**Given problem 1:**
Reproduce the Delhi High Court judgment below word for word, from "Complaint No.312/1/14, P.S." up to and including "has been dismissed.".
**Given problem 2:**
Extend the Delhi High Court judgment below with the text that follows its final sentence.

**Text extract:**

--- --- ---

Citation : 2019 Latest Caselaw 5502 Del
Judgement Date : 8 November, 2019

Delhi High Court
Krishan Goel vs State & Ors on 8 November, 2019
$~6

*     IN THE HIGH COURT OF DELHI AT NEW DELHI

                                            Date of decision: 08.11.2019

+     CRL.M.C. 1614/2017

      KRISHAN GOEL                                       ..... Petitioner
                          Through     Mr. Satish Tamta Senior Advocate
                                      with Mr. Shariq Iqbal, Advocate

                          versus

      STATE & ORS                                  ..... Respondents
                          Through     Mr. K K Ghai, APP for State
                                      Insp. Surya Prakash, PS Kirti
                                      Nagar


      CORAM:
      HON'BLE MR. JUSTICE SURESH KUMAR KAIT

                          J U D G M E N T (ORAL)

1. Vide the present petition, the petitioner seeks direction thereby

quashing of the order dated 28.01.2017 passed by the learned ASJ, West

- 04, Tis Hazari, Delhi in Criminal Revision Petition No. 55860/2016 u/s

397 Cr.P.C. against the final order dated 28.01.2016 passed by learned

Metropolitan Magistrate-08, West, Tis Hazari, Delhi whereby, Criminal

Complaint No.312/1/14, P.S. Kirti Nagar, West District, Delhi for

committing offences punishable under Sections

166/166A(a)/166A(b)/167/193/195/195A/196/199/323/330/452/447/448/

451/452/465/466/471/ 506, r/w Sec. 120-B IPC filed by the petitioner,

has been dismissed.

--- --- ---

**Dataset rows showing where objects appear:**
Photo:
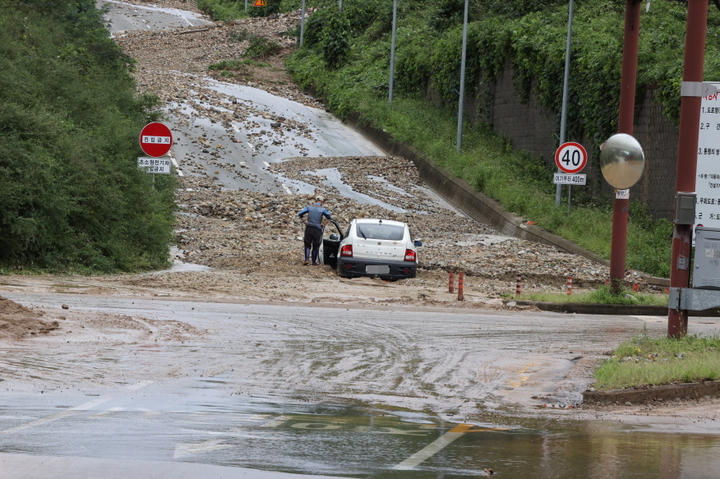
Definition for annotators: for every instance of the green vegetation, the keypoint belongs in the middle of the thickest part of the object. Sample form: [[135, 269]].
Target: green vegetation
[[345, 59], [602, 295], [71, 195], [650, 361]]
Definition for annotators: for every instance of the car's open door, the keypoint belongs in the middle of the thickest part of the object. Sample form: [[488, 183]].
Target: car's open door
[[330, 244]]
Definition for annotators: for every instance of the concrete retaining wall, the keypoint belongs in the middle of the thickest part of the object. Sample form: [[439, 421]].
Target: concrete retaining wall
[[651, 394], [460, 194]]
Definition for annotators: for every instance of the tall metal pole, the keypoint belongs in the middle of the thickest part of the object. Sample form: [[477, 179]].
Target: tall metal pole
[[563, 111], [302, 24], [392, 53], [618, 247], [687, 152], [462, 78]]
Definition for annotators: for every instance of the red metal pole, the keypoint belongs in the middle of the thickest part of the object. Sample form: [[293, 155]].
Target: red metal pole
[[626, 118], [687, 155]]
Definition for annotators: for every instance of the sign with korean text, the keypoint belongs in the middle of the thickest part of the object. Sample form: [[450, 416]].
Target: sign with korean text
[[571, 157], [155, 139], [707, 180], [160, 166], [568, 179]]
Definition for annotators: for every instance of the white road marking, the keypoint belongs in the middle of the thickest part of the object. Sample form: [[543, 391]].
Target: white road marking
[[278, 421], [439, 444], [83, 407], [433, 448], [200, 448], [108, 412]]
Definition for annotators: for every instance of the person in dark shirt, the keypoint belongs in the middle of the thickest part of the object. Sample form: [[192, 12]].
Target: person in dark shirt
[[313, 228]]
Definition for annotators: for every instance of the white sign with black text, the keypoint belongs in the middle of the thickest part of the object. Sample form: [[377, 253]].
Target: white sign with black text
[[568, 179], [707, 179], [160, 166]]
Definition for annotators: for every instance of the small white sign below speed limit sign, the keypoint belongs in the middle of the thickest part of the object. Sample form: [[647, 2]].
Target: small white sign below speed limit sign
[[571, 157]]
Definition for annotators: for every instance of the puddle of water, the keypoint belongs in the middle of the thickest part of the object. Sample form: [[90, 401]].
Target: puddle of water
[[389, 186]]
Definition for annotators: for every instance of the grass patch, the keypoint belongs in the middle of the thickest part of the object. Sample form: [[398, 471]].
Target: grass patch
[[602, 295], [656, 361]]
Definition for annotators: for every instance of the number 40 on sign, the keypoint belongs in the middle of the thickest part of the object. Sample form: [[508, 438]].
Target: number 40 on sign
[[571, 157]]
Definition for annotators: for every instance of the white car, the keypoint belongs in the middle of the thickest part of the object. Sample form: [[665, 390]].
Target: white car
[[372, 247]]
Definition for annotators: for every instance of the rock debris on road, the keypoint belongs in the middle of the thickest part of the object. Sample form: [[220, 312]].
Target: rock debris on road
[[252, 239]]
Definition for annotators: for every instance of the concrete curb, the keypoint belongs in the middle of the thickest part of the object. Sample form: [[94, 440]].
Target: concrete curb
[[653, 393], [612, 309]]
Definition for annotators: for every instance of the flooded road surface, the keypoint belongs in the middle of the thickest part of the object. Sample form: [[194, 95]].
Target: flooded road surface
[[124, 16], [343, 392], [341, 440]]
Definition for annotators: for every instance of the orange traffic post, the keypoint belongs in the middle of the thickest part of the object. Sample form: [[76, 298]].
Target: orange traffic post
[[461, 286]]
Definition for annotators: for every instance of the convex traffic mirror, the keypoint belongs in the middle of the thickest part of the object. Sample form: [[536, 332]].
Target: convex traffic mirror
[[622, 161]]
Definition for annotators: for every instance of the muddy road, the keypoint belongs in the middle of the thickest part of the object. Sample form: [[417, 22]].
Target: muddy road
[[241, 357]]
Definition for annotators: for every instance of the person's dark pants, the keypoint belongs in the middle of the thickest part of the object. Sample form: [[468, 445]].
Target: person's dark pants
[[312, 240]]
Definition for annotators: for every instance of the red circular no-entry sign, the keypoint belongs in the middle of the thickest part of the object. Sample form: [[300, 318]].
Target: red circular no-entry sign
[[155, 139], [571, 157]]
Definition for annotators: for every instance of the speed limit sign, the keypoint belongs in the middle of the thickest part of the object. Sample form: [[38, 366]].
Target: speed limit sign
[[571, 157]]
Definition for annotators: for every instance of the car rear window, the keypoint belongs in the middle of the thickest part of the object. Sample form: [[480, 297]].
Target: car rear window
[[380, 231]]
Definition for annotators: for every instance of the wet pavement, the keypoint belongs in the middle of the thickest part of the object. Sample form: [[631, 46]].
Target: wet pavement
[[255, 132], [144, 429], [341, 392], [124, 16]]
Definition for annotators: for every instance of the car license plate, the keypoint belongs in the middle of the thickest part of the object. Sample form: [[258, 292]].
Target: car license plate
[[377, 269]]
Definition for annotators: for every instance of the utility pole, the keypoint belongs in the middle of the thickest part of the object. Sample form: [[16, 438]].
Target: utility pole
[[392, 54], [463, 62], [631, 39], [691, 98]]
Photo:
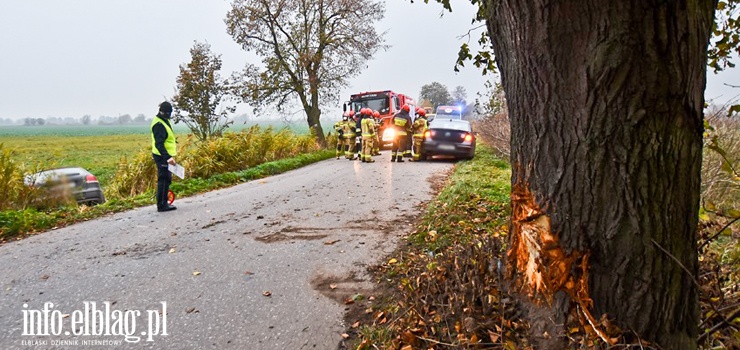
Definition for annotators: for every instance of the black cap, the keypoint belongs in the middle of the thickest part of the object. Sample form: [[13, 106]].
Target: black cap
[[165, 107]]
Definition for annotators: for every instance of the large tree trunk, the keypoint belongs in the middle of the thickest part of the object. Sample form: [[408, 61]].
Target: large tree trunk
[[605, 99]]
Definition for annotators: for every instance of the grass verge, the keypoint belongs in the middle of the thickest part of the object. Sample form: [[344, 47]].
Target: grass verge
[[17, 224], [440, 289]]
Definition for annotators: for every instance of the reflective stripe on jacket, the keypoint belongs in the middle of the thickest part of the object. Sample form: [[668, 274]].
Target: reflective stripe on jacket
[[170, 144]]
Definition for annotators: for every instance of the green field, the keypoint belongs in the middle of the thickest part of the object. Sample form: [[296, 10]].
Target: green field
[[97, 148]]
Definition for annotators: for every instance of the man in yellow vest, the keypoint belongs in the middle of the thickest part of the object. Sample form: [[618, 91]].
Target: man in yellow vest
[[164, 149]]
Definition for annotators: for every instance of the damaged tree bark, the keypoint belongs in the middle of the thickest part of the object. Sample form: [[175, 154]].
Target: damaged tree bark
[[606, 105]]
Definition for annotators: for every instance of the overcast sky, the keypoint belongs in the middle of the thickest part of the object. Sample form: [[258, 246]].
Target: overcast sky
[[69, 58]]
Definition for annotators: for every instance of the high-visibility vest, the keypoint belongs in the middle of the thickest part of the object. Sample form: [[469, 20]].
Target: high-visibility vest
[[420, 126], [401, 125], [368, 127], [170, 144]]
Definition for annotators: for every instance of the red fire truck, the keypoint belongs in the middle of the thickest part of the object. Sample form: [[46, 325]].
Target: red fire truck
[[387, 103]]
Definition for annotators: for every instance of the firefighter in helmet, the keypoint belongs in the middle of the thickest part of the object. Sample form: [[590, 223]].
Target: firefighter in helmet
[[338, 128], [376, 138], [348, 130], [402, 126], [368, 134], [419, 127], [358, 132]]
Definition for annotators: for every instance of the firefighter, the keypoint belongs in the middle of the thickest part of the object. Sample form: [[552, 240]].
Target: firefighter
[[376, 138], [348, 129], [339, 128], [402, 125], [368, 134], [358, 132], [420, 127]]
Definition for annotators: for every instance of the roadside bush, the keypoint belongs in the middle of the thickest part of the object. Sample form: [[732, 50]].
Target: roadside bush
[[495, 131], [134, 176]]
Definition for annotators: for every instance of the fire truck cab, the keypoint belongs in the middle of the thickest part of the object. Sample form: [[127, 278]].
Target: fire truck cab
[[387, 103]]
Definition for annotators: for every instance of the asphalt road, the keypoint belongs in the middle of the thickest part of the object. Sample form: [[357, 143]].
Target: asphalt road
[[261, 265]]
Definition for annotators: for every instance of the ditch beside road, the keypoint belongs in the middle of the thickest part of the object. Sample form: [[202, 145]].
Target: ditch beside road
[[263, 265]]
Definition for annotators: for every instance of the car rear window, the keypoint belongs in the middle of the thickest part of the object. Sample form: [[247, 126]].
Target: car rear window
[[450, 125]]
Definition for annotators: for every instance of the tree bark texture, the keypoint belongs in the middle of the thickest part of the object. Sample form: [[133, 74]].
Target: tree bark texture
[[606, 105]]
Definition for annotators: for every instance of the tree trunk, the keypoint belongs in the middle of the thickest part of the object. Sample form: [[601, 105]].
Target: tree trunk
[[606, 105]]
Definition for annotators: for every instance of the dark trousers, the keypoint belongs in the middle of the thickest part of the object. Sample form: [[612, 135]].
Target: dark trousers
[[164, 179]]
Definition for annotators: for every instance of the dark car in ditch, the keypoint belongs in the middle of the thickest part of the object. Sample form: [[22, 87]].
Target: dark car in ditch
[[449, 137], [72, 181]]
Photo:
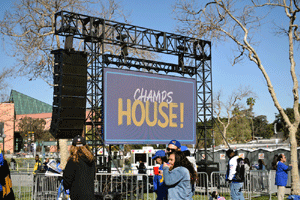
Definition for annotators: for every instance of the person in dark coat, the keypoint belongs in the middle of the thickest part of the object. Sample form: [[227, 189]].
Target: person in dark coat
[[142, 168], [6, 191], [79, 173]]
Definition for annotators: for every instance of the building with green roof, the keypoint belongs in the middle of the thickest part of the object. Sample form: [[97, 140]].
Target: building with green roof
[[27, 105], [18, 107]]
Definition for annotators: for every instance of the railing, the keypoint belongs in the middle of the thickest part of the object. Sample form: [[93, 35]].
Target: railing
[[257, 183], [28, 186]]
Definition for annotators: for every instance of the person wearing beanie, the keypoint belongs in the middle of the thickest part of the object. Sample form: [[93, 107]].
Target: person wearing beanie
[[173, 145], [160, 187], [187, 153], [79, 174], [6, 191]]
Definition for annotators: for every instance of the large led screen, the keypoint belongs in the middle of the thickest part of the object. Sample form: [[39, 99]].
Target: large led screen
[[146, 108]]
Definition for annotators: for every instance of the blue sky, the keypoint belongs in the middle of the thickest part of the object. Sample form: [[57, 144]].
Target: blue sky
[[157, 14]]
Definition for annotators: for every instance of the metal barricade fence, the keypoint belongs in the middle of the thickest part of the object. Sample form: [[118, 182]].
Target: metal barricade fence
[[45, 187], [123, 186], [257, 183], [22, 184], [140, 186], [202, 186], [260, 183]]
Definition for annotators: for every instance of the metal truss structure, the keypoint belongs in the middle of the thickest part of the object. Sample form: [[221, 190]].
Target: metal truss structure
[[100, 34]]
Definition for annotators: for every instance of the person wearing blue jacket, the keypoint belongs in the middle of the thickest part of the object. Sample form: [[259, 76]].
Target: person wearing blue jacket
[[281, 176], [6, 191], [159, 186], [180, 177]]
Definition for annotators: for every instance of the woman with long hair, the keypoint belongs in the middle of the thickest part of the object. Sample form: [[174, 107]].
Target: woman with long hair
[[6, 191], [79, 174], [281, 176], [274, 162], [180, 176]]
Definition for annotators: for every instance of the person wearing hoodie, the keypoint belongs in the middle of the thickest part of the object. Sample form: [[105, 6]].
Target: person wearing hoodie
[[281, 176], [79, 173], [179, 176], [6, 191], [159, 186], [234, 175], [187, 153]]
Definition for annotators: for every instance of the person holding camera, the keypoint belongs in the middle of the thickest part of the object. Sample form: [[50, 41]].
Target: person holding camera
[[159, 186]]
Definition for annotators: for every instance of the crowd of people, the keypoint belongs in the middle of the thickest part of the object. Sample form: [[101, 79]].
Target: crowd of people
[[175, 178]]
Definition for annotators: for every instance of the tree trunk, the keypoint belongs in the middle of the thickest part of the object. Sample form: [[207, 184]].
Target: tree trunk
[[64, 153], [294, 162]]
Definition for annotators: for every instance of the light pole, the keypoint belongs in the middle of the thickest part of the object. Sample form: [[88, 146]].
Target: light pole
[[3, 137]]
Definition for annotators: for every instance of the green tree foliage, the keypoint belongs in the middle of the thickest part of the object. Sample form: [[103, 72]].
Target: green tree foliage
[[281, 124], [37, 126], [239, 130], [261, 127]]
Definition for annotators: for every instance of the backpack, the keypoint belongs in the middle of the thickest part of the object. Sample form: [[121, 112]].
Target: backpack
[[240, 170]]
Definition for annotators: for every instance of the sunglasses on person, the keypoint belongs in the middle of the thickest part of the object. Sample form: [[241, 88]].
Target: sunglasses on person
[[171, 150]]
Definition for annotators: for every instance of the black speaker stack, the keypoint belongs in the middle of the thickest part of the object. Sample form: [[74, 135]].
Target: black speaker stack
[[69, 97]]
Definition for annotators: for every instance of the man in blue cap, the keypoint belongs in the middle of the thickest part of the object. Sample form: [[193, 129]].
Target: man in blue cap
[[173, 145], [6, 191], [158, 182], [187, 153]]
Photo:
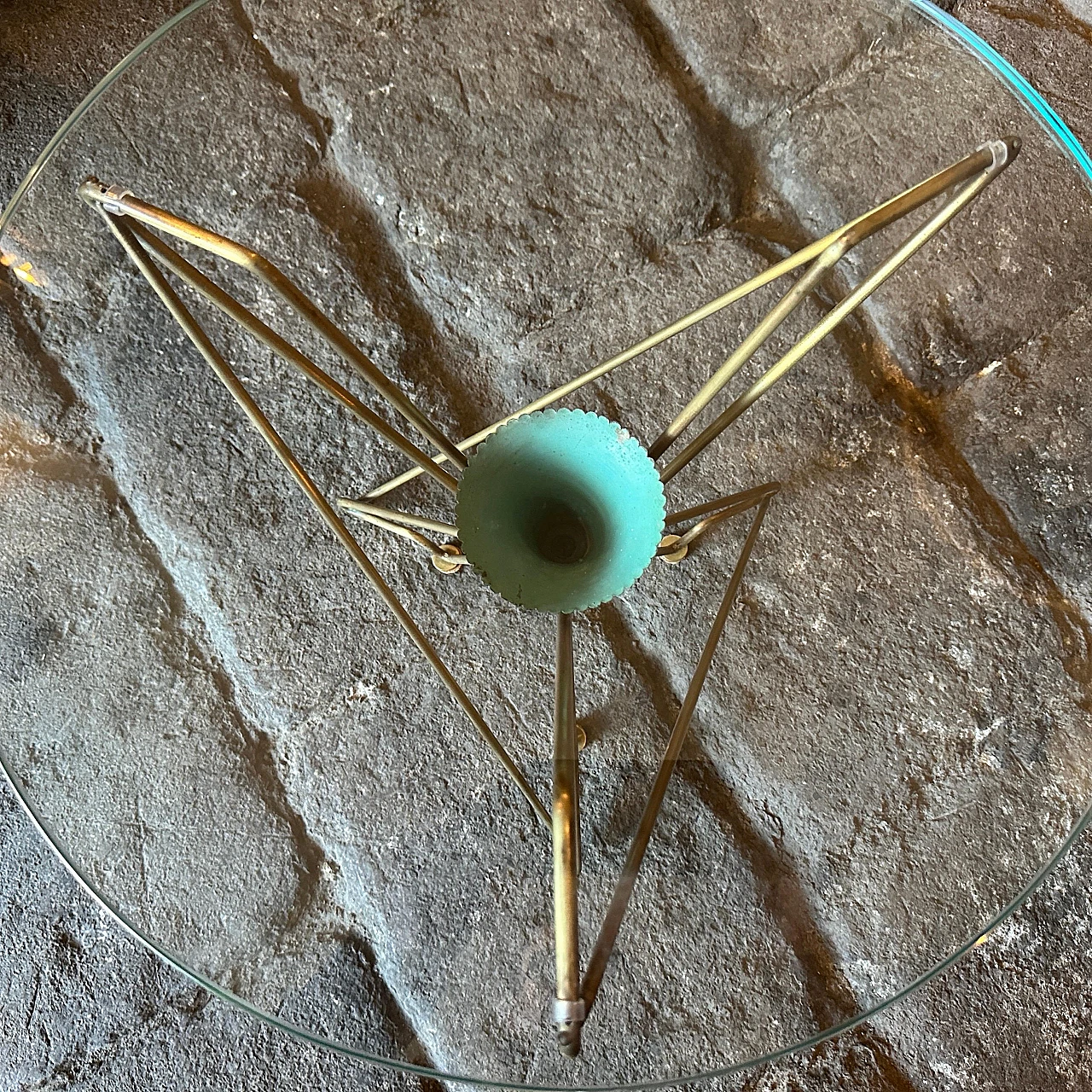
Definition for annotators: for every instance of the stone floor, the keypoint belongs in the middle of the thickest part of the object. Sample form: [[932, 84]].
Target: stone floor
[[148, 580]]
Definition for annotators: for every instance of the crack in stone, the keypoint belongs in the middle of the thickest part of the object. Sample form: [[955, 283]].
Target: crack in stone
[[346, 214], [30, 342], [919, 414], [188, 596], [730, 157], [779, 887]]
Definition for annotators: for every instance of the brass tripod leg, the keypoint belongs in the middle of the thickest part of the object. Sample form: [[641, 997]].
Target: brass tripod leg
[[619, 901], [568, 1007]]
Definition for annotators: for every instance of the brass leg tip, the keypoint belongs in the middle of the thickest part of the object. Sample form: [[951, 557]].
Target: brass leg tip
[[569, 1019], [444, 566], [675, 556], [568, 1040]]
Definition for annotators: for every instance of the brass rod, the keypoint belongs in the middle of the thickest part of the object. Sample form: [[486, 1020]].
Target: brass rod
[[229, 378], [389, 514], [125, 203], [904, 202], [748, 347], [619, 901], [722, 509], [950, 209], [737, 502], [401, 530], [566, 839], [845, 238], [253, 324]]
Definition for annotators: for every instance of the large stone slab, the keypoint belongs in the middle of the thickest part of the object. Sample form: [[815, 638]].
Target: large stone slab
[[892, 675]]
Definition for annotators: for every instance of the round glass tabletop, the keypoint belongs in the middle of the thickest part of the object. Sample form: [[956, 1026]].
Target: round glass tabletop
[[225, 729]]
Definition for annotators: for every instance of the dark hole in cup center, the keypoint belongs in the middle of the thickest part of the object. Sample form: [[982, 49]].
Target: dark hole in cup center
[[560, 534]]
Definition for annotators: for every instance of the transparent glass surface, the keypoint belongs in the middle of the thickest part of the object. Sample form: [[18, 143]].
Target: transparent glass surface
[[236, 746]]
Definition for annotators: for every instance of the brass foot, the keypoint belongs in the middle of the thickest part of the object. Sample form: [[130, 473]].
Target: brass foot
[[675, 557], [444, 566]]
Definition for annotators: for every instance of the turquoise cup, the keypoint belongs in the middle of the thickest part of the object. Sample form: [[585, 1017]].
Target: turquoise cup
[[561, 510]]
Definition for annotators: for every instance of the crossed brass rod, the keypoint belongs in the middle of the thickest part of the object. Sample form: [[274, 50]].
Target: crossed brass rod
[[619, 901], [568, 1008], [845, 239], [178, 311], [1003, 152], [406, 518], [723, 508], [894, 207], [123, 202], [250, 322], [398, 529]]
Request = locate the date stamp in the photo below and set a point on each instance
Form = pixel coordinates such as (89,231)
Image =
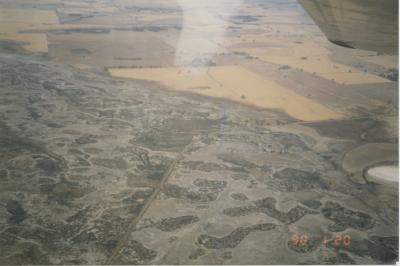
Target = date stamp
(338,240)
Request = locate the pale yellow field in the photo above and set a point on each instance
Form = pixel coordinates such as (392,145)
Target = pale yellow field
(234,83)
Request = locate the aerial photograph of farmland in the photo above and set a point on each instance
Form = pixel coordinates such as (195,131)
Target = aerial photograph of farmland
(199,132)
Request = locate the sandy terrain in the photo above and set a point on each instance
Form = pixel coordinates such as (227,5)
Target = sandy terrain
(234,83)
(191,132)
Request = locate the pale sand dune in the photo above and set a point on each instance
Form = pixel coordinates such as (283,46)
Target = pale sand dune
(385,173)
(388,61)
(12,21)
(315,61)
(233,83)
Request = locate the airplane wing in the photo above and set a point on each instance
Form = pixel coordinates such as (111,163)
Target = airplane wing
(362,24)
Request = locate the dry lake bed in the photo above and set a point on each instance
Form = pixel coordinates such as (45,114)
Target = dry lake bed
(192,132)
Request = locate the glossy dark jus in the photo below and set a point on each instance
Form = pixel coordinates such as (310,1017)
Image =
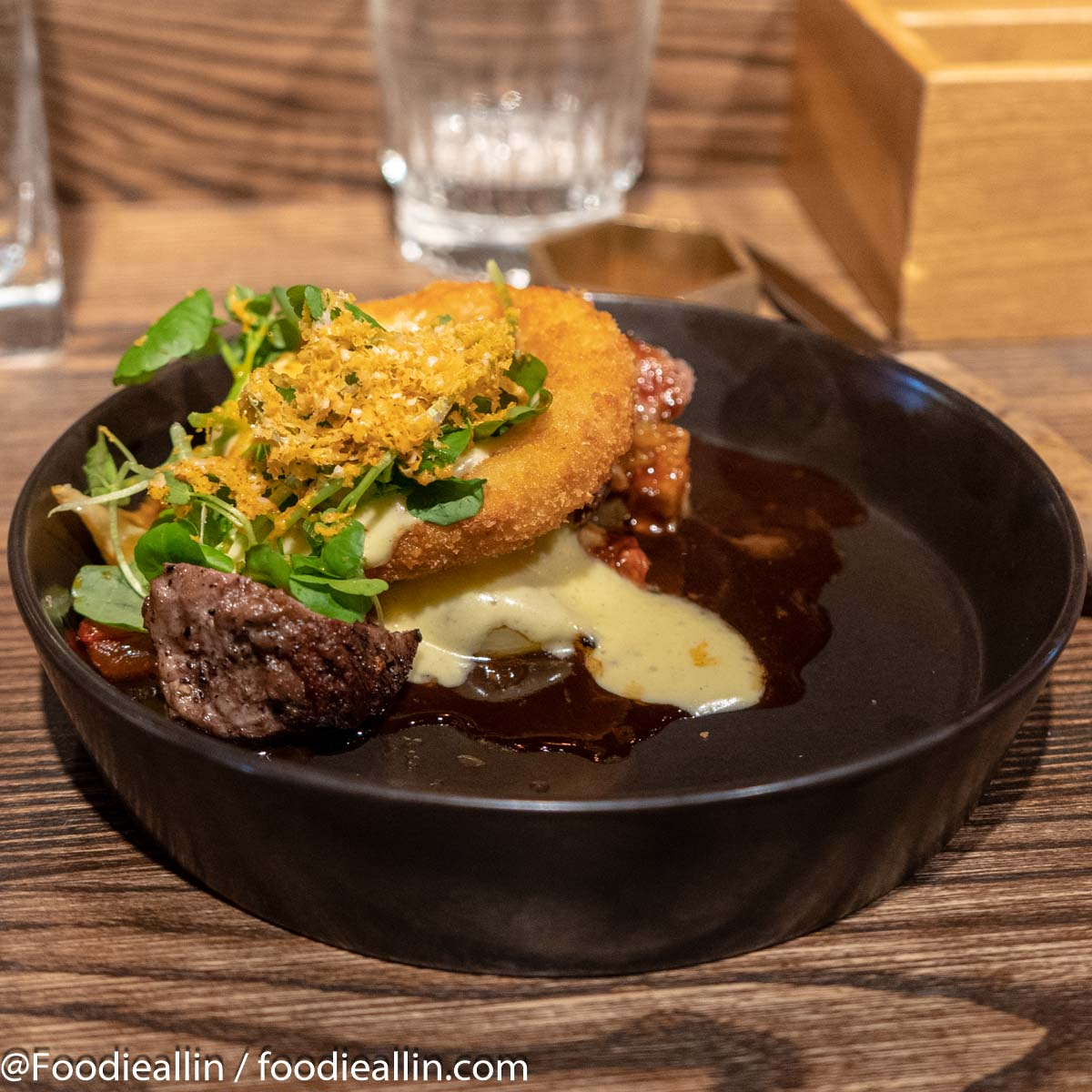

--- --- ---

**Exercise response 1:**
Complaint No.312/1/14, P.S. Kirti Nagar, West District, Delhi for

committing offences punishable under Sections

166/166A(a)/166A(b)/167/193/195/195A/196/199/323/330/452/447/448/

451/452/465/466/471/ 506, r/w Sec. 120-B IPC filed by the petitioner,

has been dismissed.

**Exercise response 2:**
2. The case as stated in the present petition is that the petitioner and

his son Chetan Goel had received notices u/s 160 Cr.P.C. dated

26.2.2014, for their appearance at P.S. Gulabi Bagh, Delhi on

27.02.2014, to join investigation in FIR No. 23/2014. The Petitioner and

his son had accordingly appeared before Sanjay Kumar, ASI and SI

Vimal Dutt, in P.S. Gulabi Bagh, Delhi. Investigation was carried on

from 9.30 a.m. to 11.30 a.m. on 27.2.2014. During investigation in said

case, the Petitioner came to know that he was falsely implicated in said

case; by Shri Ashok Aggarwal, father-in-law of his daughter, namely,

Ms. Monika Aggarwal. The Petitioner had continuously cooperated in

investigation of said case and appeared before the IO, respondent No.3,

on each and every date, as and when he was called by him and the

petitioner had provided whatever information was asked by aforesaid

Investigation Officers. On 19.3.2014 at about 7.10 p.m. the respondents

No.2 to 4 along with two other police officials came to the residence of

petitioner and asked the petitioner that respondent No.2 wishes to use the

bathroom of his house. The petitioner without suspecting any foul play

on part of respondents No. 2 to 4 and their two other associates, had

allowed respondent No. 2 to use the bathroom and escorted him

personally till bath room. Immediately respondents No. 3 to 4 and their

two other associates gathered in the resident office of petitioner and later

respondent No.2 had also joined them. Thereafter, the respondent No. 2

and their other associates started misbehaving with petitioner and

shouted and threatened loudly to severely beat him, besides abusing him

in unpardonable language. Respondents Nos.2 to 4 and their associates

had also threatened the son and daughter of petitioner to the effect that

they should advice their father, otherwise, they would beside severely

beating him, would also do maximum damage to him and cause

prejudice to his rights and interest.

3. Accordingly, apprehending danger due to extended threat,

daughter of petitioner had made a telephonic call to PCR and reported

the aforesaid matter at about 7.20 p.m. The respondent Nos.2 to 4 and

their two associates, physically assaulted, manhandled the petitioner,

took away two mobile phones from his resident office, without issuing

him seizure memo for the same.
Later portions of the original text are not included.